**INSTRUCTIONS TO FOLLOW**: Retype the entries in full, exactly.

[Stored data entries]

::::::::

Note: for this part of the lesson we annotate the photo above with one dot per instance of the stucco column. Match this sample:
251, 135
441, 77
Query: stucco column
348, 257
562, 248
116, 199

::::::::

**OUTPUT BELOW**:
Note: for this part of the lesson we annotate the photo above with one dot per instance of the stucco column. Match this sample:
251, 135
441, 77
Query: stucco column
348, 257
562, 248
116, 199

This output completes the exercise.